======== Recorded information

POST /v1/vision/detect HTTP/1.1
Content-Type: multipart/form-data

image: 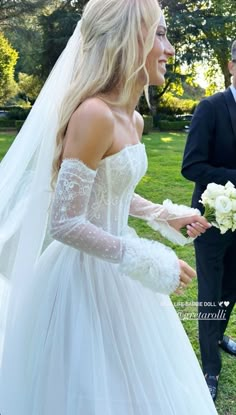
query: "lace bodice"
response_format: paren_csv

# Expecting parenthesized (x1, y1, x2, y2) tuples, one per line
(50, 142, 181, 294)
(88, 143, 147, 235)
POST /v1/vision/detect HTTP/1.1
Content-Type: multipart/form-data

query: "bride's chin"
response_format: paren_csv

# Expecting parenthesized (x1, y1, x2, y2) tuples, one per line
(150, 76, 165, 87)
(137, 70, 165, 87)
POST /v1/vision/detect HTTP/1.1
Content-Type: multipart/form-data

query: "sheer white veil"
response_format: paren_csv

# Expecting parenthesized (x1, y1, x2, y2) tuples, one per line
(0, 20, 82, 359)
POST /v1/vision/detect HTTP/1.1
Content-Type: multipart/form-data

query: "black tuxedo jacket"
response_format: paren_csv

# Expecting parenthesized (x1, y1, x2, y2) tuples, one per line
(182, 87, 236, 211)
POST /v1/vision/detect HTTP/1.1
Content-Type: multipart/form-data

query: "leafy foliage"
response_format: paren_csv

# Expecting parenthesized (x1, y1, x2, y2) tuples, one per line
(2, 0, 236, 110)
(0, 32, 18, 104)
(4, 22, 43, 78)
(162, 0, 236, 88)
(0, 0, 50, 24)
(39, 3, 80, 79)
(18, 72, 43, 103)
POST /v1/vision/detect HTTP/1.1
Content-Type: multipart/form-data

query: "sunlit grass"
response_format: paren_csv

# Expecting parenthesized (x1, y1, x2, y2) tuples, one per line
(160, 136, 173, 143)
(0, 133, 15, 161)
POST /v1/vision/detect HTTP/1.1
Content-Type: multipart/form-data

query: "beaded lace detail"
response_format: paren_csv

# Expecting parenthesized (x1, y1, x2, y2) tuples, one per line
(129, 194, 200, 246)
(50, 144, 146, 261)
(50, 143, 180, 294)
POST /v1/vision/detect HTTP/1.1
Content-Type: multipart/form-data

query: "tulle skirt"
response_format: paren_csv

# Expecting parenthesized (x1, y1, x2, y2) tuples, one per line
(0, 241, 217, 414)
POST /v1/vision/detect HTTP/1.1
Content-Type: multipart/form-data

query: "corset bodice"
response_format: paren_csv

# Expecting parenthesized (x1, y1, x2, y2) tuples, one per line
(88, 143, 147, 235)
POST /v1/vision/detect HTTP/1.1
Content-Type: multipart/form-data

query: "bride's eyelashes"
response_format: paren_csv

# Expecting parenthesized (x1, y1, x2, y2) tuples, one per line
(156, 32, 166, 38)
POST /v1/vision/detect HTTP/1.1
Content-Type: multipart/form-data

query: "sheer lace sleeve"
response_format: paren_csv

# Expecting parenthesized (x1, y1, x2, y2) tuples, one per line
(50, 160, 180, 294)
(129, 193, 200, 245)
(50, 159, 122, 262)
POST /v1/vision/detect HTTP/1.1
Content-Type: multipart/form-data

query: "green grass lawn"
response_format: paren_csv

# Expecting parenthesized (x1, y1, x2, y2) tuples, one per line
(0, 132, 16, 161)
(1, 130, 236, 413)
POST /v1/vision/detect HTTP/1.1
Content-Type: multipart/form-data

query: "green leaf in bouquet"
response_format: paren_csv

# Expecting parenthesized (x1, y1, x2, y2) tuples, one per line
(203, 204, 216, 223)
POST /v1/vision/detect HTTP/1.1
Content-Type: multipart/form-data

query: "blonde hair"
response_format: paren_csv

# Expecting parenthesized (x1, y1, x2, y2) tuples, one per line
(52, 0, 161, 185)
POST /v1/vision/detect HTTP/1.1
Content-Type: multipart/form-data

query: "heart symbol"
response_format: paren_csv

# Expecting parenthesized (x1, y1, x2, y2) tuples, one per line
(224, 301, 230, 307)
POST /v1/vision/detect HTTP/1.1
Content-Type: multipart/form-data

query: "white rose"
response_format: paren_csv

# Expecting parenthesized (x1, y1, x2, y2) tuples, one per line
(202, 197, 215, 209)
(231, 214, 236, 231)
(225, 181, 235, 190)
(231, 189, 236, 199)
(217, 217, 232, 228)
(216, 211, 231, 222)
(219, 225, 230, 234)
(231, 200, 236, 211)
(215, 195, 232, 214)
(201, 183, 226, 208)
(201, 192, 215, 208)
(216, 212, 229, 221)
(215, 214, 232, 234)
(206, 183, 225, 198)
(225, 188, 236, 198)
(224, 182, 236, 198)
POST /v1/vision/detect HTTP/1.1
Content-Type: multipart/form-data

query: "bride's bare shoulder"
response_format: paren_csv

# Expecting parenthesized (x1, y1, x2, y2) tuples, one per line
(71, 97, 114, 127)
(63, 98, 115, 168)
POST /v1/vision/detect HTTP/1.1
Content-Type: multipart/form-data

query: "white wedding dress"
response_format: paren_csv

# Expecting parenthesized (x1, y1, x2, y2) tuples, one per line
(0, 142, 217, 414)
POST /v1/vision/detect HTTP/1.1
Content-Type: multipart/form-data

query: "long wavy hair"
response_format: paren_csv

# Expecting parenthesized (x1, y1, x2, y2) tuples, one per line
(52, 0, 161, 185)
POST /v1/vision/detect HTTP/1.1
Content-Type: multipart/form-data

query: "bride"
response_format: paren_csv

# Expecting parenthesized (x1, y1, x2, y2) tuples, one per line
(0, 0, 217, 413)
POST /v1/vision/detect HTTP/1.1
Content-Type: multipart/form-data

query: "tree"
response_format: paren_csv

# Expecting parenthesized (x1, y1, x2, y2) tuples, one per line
(64, 0, 88, 14)
(199, 0, 236, 88)
(145, 0, 236, 113)
(2, 0, 87, 97)
(1, 1, 60, 79)
(0, 32, 18, 104)
(0, 0, 50, 25)
(4, 21, 44, 78)
(39, 2, 81, 79)
(18, 72, 43, 103)
(3, 1, 66, 80)
(162, 0, 236, 88)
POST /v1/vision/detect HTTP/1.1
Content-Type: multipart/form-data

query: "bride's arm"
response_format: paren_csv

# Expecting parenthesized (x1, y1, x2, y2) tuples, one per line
(131, 112, 210, 243)
(50, 158, 183, 294)
(129, 193, 211, 245)
(49, 100, 194, 294)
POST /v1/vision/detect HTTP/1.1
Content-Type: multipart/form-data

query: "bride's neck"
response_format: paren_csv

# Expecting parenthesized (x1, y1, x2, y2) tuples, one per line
(100, 84, 144, 117)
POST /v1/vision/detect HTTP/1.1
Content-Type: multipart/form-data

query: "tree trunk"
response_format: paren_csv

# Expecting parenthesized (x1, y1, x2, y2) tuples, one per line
(221, 63, 231, 89)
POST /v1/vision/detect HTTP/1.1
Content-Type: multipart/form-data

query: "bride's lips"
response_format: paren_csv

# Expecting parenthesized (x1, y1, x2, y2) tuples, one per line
(158, 60, 167, 72)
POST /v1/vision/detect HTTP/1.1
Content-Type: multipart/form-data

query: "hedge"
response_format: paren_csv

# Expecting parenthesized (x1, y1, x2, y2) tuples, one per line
(0, 118, 25, 131)
(15, 120, 24, 132)
(158, 120, 190, 131)
(0, 118, 16, 128)
(7, 107, 31, 120)
(158, 96, 198, 117)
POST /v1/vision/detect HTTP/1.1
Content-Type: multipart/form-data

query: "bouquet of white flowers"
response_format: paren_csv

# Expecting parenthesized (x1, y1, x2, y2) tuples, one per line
(200, 181, 236, 234)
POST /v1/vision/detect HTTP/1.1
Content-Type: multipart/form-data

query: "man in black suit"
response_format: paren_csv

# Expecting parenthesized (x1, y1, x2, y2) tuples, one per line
(182, 41, 236, 401)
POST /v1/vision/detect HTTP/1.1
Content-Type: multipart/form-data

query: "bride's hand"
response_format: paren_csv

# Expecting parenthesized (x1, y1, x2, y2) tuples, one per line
(167, 215, 211, 238)
(175, 259, 196, 294)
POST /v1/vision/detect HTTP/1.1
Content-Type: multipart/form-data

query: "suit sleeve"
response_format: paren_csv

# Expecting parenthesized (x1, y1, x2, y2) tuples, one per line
(181, 99, 236, 186)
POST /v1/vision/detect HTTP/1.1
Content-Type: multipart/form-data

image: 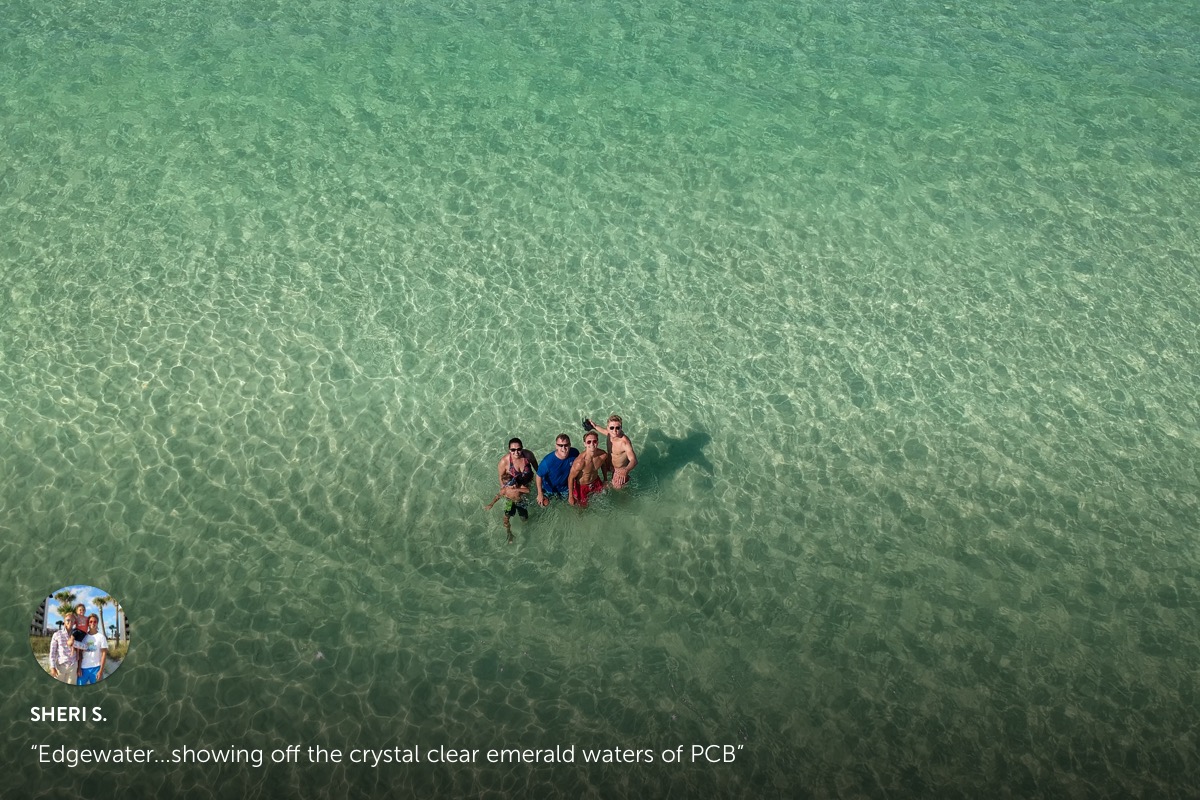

================

• **Work request**
Scan the listing above for the word "sheer" and copy every line that holds it.

• **Reply**
query: "sheer white veil"
query: "sheer lace sleeve"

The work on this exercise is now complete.